## BEGIN
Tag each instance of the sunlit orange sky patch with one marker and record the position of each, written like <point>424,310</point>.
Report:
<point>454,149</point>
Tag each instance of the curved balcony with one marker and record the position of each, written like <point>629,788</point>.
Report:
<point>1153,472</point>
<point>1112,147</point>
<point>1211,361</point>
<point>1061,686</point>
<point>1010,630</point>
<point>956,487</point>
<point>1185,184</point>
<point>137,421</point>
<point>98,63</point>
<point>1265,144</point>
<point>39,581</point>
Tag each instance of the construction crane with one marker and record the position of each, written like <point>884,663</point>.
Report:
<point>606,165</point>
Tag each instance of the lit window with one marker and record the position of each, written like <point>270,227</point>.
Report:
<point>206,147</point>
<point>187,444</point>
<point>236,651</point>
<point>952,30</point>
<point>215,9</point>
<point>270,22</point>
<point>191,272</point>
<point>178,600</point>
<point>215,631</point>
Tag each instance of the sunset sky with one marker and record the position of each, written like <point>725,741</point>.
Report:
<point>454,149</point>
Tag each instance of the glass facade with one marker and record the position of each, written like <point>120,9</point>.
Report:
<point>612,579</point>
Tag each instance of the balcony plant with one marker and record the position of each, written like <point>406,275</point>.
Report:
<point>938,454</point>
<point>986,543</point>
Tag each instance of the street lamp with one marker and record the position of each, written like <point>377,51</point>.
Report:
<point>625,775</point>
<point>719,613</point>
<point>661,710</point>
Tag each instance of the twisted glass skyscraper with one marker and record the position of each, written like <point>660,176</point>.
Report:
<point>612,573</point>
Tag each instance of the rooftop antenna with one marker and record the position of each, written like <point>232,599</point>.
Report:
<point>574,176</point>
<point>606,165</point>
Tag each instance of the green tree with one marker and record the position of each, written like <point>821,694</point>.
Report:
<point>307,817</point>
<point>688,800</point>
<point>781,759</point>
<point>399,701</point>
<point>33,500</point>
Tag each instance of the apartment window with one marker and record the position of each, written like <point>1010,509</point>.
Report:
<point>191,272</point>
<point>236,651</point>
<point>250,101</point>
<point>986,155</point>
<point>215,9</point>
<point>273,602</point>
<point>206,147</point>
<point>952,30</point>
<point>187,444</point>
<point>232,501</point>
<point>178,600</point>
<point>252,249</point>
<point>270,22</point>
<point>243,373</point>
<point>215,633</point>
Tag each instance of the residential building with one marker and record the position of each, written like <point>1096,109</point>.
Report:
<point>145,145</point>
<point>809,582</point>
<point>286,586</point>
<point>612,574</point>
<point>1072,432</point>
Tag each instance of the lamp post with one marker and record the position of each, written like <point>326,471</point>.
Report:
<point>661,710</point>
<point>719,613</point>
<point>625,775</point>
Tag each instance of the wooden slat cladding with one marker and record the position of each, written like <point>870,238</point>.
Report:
## END
◆ **Objective**
Retype the lines of the items above without any changes, starting at the line that contains "Tag each instance of the apartment" and ending at the line that contains "<point>215,633</point>". Include both of those lines.

◆ **Complete output**
Tag each instance of the apartment window with one marker and record the position of each, written like <point>1010,509</point>.
Report:
<point>191,272</point>
<point>236,651</point>
<point>250,101</point>
<point>986,155</point>
<point>215,9</point>
<point>273,602</point>
<point>206,147</point>
<point>952,30</point>
<point>187,444</point>
<point>232,501</point>
<point>178,600</point>
<point>252,249</point>
<point>270,22</point>
<point>243,373</point>
<point>215,633</point>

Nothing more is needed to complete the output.